Prompt: Search the data for the word "skirt" and copy every line where it occurs.
── Given records
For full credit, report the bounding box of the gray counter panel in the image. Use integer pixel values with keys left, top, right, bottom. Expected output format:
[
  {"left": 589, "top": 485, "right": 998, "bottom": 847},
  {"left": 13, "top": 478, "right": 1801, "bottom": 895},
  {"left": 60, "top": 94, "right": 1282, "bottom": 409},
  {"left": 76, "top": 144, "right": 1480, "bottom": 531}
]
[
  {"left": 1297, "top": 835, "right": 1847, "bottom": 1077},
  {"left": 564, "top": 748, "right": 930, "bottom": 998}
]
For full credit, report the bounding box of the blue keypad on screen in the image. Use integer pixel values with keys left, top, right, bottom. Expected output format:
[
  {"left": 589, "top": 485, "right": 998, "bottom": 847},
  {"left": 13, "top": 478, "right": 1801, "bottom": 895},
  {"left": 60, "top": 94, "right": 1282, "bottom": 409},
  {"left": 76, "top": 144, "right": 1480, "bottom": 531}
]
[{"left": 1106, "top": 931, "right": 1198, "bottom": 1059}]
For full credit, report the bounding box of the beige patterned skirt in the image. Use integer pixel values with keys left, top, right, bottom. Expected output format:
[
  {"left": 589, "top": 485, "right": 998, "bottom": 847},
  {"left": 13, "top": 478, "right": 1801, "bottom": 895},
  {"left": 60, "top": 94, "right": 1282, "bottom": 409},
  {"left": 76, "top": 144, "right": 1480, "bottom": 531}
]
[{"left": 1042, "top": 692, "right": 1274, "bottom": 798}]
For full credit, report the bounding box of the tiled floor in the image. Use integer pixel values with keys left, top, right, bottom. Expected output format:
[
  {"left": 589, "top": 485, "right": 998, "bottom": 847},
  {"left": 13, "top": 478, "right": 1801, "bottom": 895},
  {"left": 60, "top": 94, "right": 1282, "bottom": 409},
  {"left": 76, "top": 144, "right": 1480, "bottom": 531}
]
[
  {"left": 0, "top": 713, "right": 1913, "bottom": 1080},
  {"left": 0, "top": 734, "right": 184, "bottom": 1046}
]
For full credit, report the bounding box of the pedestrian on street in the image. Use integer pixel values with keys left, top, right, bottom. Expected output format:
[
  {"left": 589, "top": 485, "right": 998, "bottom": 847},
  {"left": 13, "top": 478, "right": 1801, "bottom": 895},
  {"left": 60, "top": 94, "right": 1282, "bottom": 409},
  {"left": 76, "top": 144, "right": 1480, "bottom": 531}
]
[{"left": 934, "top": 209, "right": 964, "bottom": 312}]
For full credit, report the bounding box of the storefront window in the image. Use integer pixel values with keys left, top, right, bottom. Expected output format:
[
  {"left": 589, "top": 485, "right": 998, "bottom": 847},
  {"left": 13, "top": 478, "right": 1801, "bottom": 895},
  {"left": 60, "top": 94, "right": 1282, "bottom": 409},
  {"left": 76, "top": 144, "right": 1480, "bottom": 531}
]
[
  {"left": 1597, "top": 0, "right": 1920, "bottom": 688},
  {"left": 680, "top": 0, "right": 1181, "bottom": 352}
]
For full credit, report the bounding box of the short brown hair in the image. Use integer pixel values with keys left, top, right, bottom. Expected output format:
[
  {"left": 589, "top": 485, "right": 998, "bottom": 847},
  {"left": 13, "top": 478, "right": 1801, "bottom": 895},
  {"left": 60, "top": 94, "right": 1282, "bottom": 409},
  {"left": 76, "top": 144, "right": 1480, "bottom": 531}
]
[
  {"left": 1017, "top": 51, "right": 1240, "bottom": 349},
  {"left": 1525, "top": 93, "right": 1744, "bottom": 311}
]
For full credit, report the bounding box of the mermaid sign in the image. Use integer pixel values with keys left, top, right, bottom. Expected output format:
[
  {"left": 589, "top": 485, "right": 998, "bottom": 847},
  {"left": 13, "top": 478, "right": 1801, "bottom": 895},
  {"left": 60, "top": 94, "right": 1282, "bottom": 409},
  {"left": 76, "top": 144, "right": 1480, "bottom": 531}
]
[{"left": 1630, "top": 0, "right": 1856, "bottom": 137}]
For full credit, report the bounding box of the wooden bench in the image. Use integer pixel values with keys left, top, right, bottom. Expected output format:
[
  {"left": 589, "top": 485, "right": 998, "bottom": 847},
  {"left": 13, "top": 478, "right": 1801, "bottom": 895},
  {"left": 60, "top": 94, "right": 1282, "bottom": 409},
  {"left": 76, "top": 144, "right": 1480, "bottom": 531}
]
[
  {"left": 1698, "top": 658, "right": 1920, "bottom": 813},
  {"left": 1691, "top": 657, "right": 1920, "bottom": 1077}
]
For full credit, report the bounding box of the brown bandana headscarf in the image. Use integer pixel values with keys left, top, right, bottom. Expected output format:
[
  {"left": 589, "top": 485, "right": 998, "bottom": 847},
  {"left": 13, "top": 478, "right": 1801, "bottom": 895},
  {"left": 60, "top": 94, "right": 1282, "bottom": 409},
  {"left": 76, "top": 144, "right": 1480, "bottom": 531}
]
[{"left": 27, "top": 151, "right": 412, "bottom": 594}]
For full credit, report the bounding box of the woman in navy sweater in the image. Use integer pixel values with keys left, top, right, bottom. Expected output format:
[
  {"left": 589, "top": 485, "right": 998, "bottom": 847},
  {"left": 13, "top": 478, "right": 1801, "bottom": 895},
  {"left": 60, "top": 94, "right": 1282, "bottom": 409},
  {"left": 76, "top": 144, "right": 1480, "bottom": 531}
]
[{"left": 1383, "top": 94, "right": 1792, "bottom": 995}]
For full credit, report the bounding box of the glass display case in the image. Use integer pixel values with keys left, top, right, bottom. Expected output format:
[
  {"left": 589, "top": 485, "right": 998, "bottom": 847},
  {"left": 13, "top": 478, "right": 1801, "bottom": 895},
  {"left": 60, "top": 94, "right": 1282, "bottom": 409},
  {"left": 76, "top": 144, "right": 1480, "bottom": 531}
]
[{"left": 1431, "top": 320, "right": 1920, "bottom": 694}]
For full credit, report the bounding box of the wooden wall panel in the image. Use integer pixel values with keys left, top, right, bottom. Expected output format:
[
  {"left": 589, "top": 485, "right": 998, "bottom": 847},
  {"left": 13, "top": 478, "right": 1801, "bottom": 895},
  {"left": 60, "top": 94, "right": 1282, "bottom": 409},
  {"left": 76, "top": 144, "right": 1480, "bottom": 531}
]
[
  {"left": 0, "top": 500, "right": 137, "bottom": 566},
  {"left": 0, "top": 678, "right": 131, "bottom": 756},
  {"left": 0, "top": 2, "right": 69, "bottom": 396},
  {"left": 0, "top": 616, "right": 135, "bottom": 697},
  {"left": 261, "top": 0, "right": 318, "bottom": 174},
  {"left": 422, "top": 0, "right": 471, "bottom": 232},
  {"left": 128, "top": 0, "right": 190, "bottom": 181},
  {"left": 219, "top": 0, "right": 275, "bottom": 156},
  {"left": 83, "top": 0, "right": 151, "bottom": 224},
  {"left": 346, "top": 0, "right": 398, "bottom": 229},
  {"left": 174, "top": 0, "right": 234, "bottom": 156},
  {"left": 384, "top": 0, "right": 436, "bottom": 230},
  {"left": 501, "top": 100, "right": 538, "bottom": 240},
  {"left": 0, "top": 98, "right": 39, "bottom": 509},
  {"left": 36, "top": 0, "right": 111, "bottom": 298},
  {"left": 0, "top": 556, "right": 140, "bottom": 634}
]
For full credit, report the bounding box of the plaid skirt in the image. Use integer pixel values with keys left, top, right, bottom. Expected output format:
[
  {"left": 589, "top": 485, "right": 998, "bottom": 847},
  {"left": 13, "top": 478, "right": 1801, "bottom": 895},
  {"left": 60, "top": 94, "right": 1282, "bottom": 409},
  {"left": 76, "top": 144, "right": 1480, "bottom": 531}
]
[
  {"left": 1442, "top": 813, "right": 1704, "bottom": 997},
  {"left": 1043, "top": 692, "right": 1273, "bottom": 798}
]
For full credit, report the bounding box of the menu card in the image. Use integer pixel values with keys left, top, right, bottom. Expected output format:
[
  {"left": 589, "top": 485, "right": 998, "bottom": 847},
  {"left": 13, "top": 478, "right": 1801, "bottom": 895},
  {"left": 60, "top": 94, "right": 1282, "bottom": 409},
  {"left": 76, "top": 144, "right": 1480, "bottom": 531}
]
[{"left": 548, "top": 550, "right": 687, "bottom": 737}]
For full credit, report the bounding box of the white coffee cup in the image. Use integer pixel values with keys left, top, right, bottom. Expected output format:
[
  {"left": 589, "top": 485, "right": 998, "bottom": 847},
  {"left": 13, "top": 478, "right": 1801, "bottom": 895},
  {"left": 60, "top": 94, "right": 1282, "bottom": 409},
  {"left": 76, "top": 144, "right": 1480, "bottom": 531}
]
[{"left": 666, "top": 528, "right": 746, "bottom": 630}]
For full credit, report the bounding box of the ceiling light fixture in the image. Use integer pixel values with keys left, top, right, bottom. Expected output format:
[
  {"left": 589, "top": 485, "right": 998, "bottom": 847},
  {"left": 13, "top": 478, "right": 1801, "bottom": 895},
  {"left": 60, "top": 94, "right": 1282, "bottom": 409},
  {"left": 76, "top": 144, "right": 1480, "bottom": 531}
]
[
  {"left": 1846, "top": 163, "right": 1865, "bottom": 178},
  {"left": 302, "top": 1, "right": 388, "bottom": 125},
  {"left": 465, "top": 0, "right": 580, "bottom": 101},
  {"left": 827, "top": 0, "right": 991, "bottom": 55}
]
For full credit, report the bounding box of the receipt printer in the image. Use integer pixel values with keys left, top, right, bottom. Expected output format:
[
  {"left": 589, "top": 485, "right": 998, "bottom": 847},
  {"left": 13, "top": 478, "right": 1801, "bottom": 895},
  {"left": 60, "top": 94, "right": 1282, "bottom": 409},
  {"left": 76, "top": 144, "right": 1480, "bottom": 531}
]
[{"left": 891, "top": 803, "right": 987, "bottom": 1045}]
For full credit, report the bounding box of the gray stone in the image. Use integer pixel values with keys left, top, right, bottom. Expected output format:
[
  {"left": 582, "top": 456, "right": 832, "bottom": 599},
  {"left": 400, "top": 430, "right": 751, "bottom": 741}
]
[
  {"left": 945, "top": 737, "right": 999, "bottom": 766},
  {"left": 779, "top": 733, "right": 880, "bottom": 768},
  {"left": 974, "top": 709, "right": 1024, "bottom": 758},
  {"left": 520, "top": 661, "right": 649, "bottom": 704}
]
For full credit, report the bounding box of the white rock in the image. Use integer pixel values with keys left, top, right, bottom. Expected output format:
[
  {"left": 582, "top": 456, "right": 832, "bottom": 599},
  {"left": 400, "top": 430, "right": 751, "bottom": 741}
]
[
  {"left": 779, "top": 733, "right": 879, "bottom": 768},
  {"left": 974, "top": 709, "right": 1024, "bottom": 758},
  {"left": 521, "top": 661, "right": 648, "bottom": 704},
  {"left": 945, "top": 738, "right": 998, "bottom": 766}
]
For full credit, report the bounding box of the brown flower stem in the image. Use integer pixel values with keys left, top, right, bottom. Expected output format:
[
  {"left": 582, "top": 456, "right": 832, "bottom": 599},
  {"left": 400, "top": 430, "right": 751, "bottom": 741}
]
────
Answer space:
For full credit, report the bounding box of the beige patterned skirt in the image. Use integer pixel values with keys left, top, right, bottom. Expected output format:
For full credit, report the bounding box of the plaid skirt in the image. Use integer pixel values with keys left, top, right, bottom. Expected output format:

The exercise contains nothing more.